Цель задания: Измени все записи ниже: замени каждое «helicopter» на «aircraft» и приведи записи целиком, ничего больше не трогая.

──────────────────────────────

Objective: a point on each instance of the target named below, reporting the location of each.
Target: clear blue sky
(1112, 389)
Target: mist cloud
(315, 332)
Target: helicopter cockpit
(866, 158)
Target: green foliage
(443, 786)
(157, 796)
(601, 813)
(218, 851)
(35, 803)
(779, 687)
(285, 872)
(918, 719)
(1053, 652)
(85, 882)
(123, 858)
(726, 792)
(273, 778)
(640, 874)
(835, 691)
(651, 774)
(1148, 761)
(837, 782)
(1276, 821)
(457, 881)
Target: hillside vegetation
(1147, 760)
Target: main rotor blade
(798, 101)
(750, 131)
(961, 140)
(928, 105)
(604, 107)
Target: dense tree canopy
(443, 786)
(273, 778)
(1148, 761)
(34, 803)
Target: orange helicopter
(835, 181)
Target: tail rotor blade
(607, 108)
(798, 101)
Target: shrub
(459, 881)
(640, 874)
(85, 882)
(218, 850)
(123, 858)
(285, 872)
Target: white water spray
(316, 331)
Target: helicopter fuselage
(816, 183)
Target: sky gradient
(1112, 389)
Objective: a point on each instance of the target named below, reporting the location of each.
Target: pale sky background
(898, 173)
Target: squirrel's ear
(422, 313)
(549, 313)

──────────────────────────────

Решение задачи:
Objective: a point on each instance of the target named below, reporting the location of each.
Target: clear blue sky
(1112, 389)
Target: mist cloud
(315, 332)
Target: aircraft cockpit
(866, 158)
Target: green foliage
(443, 786)
(157, 796)
(601, 813)
(218, 851)
(35, 803)
(779, 687)
(285, 872)
(918, 719)
(1053, 652)
(85, 882)
(123, 858)
(726, 792)
(273, 778)
(640, 874)
(835, 691)
(651, 774)
(1148, 761)
(837, 782)
(1276, 821)
(457, 881)
Target: hillside vegetation
(1147, 760)
Target: main rotor blade
(798, 101)
(750, 131)
(961, 140)
(928, 105)
(604, 107)
Target: dense tree canopy
(443, 786)
(273, 778)
(1148, 761)
(34, 803)
Target: orange aircraft
(835, 181)
Target: tail rotor blade
(607, 108)
(798, 101)
Target: shrub
(459, 881)
(640, 874)
(85, 882)
(218, 850)
(123, 858)
(285, 872)
Target: white water spray
(316, 331)
Target: aircraft fuselage
(816, 183)
Target: sky gradient
(1112, 389)
Objective: a point on each instance of the target named below, reporting the location of each.
Target: pale sky background
(898, 173)
Target: squirrel's ear
(422, 313)
(549, 313)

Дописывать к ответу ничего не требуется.